# Set exercise:
Reproduce each line exactly.

********

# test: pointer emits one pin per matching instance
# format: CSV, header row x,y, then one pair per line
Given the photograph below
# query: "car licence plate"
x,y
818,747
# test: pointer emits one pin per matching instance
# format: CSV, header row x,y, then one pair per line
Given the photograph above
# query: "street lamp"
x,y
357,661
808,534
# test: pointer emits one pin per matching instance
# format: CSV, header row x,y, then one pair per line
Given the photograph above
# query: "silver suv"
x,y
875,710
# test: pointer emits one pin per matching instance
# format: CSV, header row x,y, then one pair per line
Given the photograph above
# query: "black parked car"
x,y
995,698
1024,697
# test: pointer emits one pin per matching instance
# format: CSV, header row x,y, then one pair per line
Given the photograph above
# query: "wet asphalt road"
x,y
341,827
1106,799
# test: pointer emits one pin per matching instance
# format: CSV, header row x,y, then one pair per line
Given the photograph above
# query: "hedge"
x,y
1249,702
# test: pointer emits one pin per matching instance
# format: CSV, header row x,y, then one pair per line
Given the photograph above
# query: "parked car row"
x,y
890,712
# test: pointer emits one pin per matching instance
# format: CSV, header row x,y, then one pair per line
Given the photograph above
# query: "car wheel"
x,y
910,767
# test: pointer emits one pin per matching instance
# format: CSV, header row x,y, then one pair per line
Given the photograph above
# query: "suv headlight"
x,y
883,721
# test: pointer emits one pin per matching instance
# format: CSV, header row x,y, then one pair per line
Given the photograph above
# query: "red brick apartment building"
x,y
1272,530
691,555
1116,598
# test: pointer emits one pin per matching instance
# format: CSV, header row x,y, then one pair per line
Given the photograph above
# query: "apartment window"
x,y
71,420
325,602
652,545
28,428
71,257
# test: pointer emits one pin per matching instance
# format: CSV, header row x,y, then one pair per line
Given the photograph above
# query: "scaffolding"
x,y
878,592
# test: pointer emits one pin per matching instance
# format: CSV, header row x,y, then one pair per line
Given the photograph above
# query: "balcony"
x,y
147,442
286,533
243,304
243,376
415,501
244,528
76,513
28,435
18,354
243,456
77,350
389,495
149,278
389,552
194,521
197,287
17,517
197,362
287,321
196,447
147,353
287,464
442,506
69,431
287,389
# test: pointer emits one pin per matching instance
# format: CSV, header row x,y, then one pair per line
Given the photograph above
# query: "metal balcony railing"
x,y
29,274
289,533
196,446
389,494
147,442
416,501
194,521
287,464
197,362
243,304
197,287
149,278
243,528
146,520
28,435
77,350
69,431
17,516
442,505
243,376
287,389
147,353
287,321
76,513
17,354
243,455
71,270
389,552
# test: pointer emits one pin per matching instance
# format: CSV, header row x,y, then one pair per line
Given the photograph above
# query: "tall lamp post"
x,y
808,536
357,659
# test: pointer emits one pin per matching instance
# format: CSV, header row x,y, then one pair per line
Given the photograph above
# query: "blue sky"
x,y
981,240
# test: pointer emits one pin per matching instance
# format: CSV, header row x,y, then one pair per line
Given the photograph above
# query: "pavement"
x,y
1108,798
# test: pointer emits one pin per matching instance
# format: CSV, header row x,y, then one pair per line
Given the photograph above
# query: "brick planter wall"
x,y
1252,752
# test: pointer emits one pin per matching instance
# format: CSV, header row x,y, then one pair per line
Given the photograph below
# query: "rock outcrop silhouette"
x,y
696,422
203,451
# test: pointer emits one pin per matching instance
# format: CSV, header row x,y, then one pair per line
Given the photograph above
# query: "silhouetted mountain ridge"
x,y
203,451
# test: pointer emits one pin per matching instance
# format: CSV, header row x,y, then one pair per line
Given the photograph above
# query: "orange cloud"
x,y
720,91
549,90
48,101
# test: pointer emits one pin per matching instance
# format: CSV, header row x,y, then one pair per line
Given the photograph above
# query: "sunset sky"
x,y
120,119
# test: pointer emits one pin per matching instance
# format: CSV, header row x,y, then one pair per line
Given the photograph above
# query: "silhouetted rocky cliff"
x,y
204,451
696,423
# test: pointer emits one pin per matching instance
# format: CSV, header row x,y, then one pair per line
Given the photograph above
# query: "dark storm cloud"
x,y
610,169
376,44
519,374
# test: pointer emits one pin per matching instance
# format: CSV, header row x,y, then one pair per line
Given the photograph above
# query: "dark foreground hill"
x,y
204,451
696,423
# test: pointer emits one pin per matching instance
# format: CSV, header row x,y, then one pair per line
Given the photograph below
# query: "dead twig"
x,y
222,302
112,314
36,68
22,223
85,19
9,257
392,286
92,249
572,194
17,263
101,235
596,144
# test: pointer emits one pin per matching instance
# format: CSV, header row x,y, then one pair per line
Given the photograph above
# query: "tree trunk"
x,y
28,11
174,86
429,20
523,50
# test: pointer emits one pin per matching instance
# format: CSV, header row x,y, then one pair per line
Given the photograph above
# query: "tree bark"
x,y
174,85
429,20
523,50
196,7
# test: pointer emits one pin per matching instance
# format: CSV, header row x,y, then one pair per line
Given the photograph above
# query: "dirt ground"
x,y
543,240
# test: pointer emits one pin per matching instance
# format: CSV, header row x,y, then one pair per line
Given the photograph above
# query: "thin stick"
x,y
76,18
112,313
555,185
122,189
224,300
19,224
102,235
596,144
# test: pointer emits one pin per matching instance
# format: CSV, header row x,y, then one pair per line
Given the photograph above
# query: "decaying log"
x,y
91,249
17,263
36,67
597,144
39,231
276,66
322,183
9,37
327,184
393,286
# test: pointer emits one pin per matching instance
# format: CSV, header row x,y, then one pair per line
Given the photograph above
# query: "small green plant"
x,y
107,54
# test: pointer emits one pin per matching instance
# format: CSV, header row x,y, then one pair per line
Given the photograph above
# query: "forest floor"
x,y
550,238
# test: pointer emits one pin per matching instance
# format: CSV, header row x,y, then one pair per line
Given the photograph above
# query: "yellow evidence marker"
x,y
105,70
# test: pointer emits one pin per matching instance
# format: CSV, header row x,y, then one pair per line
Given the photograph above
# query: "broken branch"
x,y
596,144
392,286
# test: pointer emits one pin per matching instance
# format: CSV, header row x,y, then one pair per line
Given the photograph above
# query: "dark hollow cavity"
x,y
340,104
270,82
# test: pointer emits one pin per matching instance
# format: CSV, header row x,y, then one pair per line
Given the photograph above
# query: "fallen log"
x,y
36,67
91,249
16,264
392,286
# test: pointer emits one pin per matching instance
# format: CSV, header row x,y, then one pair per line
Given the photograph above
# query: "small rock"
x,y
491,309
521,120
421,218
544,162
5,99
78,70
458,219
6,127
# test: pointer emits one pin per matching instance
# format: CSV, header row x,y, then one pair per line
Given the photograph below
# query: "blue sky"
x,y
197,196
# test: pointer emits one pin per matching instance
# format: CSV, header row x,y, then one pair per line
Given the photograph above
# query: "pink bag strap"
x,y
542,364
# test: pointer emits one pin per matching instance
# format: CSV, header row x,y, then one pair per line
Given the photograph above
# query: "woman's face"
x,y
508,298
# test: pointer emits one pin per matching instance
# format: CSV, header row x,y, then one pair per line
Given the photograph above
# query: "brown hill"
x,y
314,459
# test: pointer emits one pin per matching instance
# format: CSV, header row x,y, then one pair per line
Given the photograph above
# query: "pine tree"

********

# Task answer:
# test: pointer emits one pin per matching instance
# format: CSV, header row x,y, then one pair per line
Given the photograph below
# query: "car licence plate"
x,y
818,747
# test: pointer emits one pin per matching instance
# format: CSV, header row x,y, then one pair per line
Given the photograph above
# query: "street lamp"
x,y
357,661
808,534
# test: pointer emits one pin per matching instance
# format: CSV, header row x,y, then one pair per line
Given the photograph above
# query: "silver suv"
x,y
875,710
# test: pointer emits one pin per matching instance
# format: CSV, header row x,y, then one pair per line
Given the photograph above
# query: "black parked car"
x,y
995,698
1024,697
# test: pointer emits one pin per matching instance
# format: CSV, header row x,y, then one pair per line
Given the photograph above
# query: "wet asphalt road"
x,y
341,827
1106,799
# test: pointer emits one pin per matching instance
# format: CSV, header row x,y, then one pair per line
Given the photograph above
# query: "hedge"
x,y
1249,702
# test: pointer emits one pin per matching instance
# format: CSV, header row x,y, then one pair per line
Given the photograph above
# query: "parked car row"
x,y
890,712
# test: pointer emits one pin per matching instance
# format: CSV, header row x,y, then one pair per line
Given the photograph above
# query: "car wheel"
x,y
910,767
# test: pointer emits one pin per matching instance
# format: CSV, header row x,y, then one pair per line
Given the photograph above
# query: "suv headlight"
x,y
883,721
# test: pointer emits one pin per matching instance
# format: CSV, header row x,y, then one pair per line
Given the photograph above
# query: "red brick apartment building"
x,y
1272,530
691,555
1116,598
# test: pointer emits one pin per matching instance
# format: CSV, header row x,y, then one pair per line
Given the photograph above
# query: "apartment window"
x,y
71,420
325,602
652,545
28,428
71,257
# test: pointer emits one pin per matching instance
# format: CSV, header row x,y, then one pair per line
Given the photograph above
# query: "scaffolding"
x,y
878,592
# test: pointer emits one pin per matching instance
# format: CSV, header row x,y, then one pair per line
Given the photograph above
# query: "balcony"
x,y
147,442
286,533
243,304
243,376
415,501
244,528
76,513
28,435
18,354
243,456
77,350
389,495
149,278
389,552
194,521
197,287
17,517
197,362
287,321
196,447
147,353
287,464
442,506
69,431
287,389
# test: pointer emits one pin per matching instance
# format: CSV, header row x,y, then one pair per line
Given the photograph above
# query: "metal balcony railing"
x,y
29,274
289,533
196,446
389,494
147,442
416,501
194,521
287,464
197,362
243,304
197,287
149,278
243,528
146,520
28,435
77,350
69,431
17,516
442,505
243,376
287,389
147,353
287,321
76,513
17,354
243,455
71,270
389,552
# test: pointer emits one pin per matching instance
# format: CSV, header row x,y, then one pair per line
Given the photograph above
# query: "tall lamp post"
x,y
808,536
357,659
# test: pointer emits one pin per matching instance
# format: CSV, header row x,y, then one pair per line
Given the photograph above
# query: "blue sky"
x,y
981,240
# test: pointer emits one pin per matching instance
# format: CSV, header row x,y, then one pair per line
Given the photograph above
# query: "pavement"
x,y
1108,798
# test: pointer emits one pin per matching instance
# format: CSV, header row x,y, then one pair per line
Given the photograph above
# query: "brick planter wall"
x,y
1252,752
# test: pointer emits one pin per matching instance
# format: CSV, header row x,y, then one pair per line
Given the photograph below
# query: "rock outcrop silhouette"
x,y
696,422
203,451
# test: pointer emits one pin per matching instance
# format: CSV, header row x,y, then one pair per line
Given the photograph above
# query: "silhouetted mountain ridge"
x,y
203,451
# test: pointer emits one pin per matching instance
# format: CSV, header row x,y, then one pair per line
Given the photograph above
# query: "orange cloud"
x,y
720,91
549,90
48,101
# test: pointer emits one pin per matching instance
# format: CSV, header row x,y, then one pair per line
Given the photograph above
# query: "sunset sky"
x,y
120,119
# test: pointer emits one pin per matching instance
# format: CSV, header row x,y, then one pair per line
Given the photograph above
# query: "silhouetted rocky cliff"
x,y
204,451
696,423
# test: pointer emits one pin per matching instance
# format: CSV, header row x,y, then one pair per line
Given the photograph above
# query: "dark storm cloud"
x,y
610,169
376,44
519,374
# test: pointer emits one pin per matching instance
# format: CSV, header row x,y, then one pair per line
Given the photograph above
# query: "dark foreground hill"
x,y
204,451
696,423
# test: pointer emits one pin per matching instance
# format: CSV, header row x,y, then one pair per line
Given the photograph below
# query: "dead twig"
x,y
222,302
112,314
36,68
22,223
85,19
9,257
392,286
92,249
572,194
17,263
101,235
596,144
# test: pointer emits one pin per matching instance
# format: CSV, header row x,y, then one pair per line
Given the photograph above
# query: "tree trunk"
x,y
28,11
174,86
429,20
523,50
# test: pointer emits one pin per matching instance
# format: CSV, header row x,y, then one pair per line
Given the photograph above
# query: "tree bark"
x,y
174,85
429,20
523,50
196,7
# test: pointer emits one pin per matching instance
# format: CSV, header row x,y, then one pair per line
Given the photograph above
# query: "dirt ground"
x,y
543,240
# test: pointer emits one pin per matching instance
# format: CSV, header row x,y, then one pair per line
Given the photograph above
# query: "thin stick"
x,y
76,18
112,313
555,185
122,189
224,300
19,224
102,235
596,144
# test: pointer emits one pin per matching instance
# format: CSV, header row x,y, then one pair per line
Given the photograph above
# query: "decaying log"
x,y
91,249
17,263
36,67
597,144
39,231
276,66
322,183
9,37
327,184
393,286
# test: pointer emits one pin per matching instance
# format: CSV, header row x,y, then one pair per line
Given the photograph above
# query: "small green plant"
x,y
107,54
# test: pointer emits one pin per matching instance
# format: CSV, header row x,y, then one pair per line
Given the photograph above
# query: "forest floor"
x,y
550,238
# test: pointer emits one pin per matching instance
# format: CSV, header row x,y, then one pair per line
Given the photograph above
# query: "yellow evidence marker"
x,y
105,70
# test: pointer emits one pin per matching instance
# format: CSV, header row x,y, then one pair per line
Given the photograph above
# query: "broken branch"
x,y
596,144
392,286
# test: pointer emits one pin per matching instance
# format: CSV, header row x,y, then one pair per line
Given the photograph above
# query: "dark hollow cavity"
x,y
340,104
270,82
# test: pointer emits one pin per matching instance
# format: CSV, header row x,y, then one pair per line
Given the photograph above
# query: "fallen log"
x,y
36,67
91,249
16,264
392,286
# test: pointer emits one pin per matching instance
# format: CSV, header row x,y, then one pair per line
Given the photograph above
# query: "small rock"
x,y
491,309
521,120
421,218
544,162
5,99
78,70
458,219
6,127
# test: pointer emits one pin per matching instance
# format: CSV, header row x,y, then one pair per line
Given the photograph below
# query: "blue sky"
x,y
197,196
# test: pointer emits one pin per matching instance
# format: CSV, header row x,y, then one pair per line
Given the photograph above
# query: "pink bag strap"
x,y
542,364
# test: pointer emits one pin per matching instance
# format: CSV, header row x,y, then one pair per line
Given the photograph above
# query: "woman's face"
x,y
508,298
# test: pointer emits one pin per matching instance
# format: CSV, header row x,y, then one pair per line
Given the photograph above
# query: "brown hill"
x,y
314,459
# test: pointer emits one pin per matching instance
# format: CSV, header row x,y, then one pair per line
Given the photograph above
# query: "pine tree"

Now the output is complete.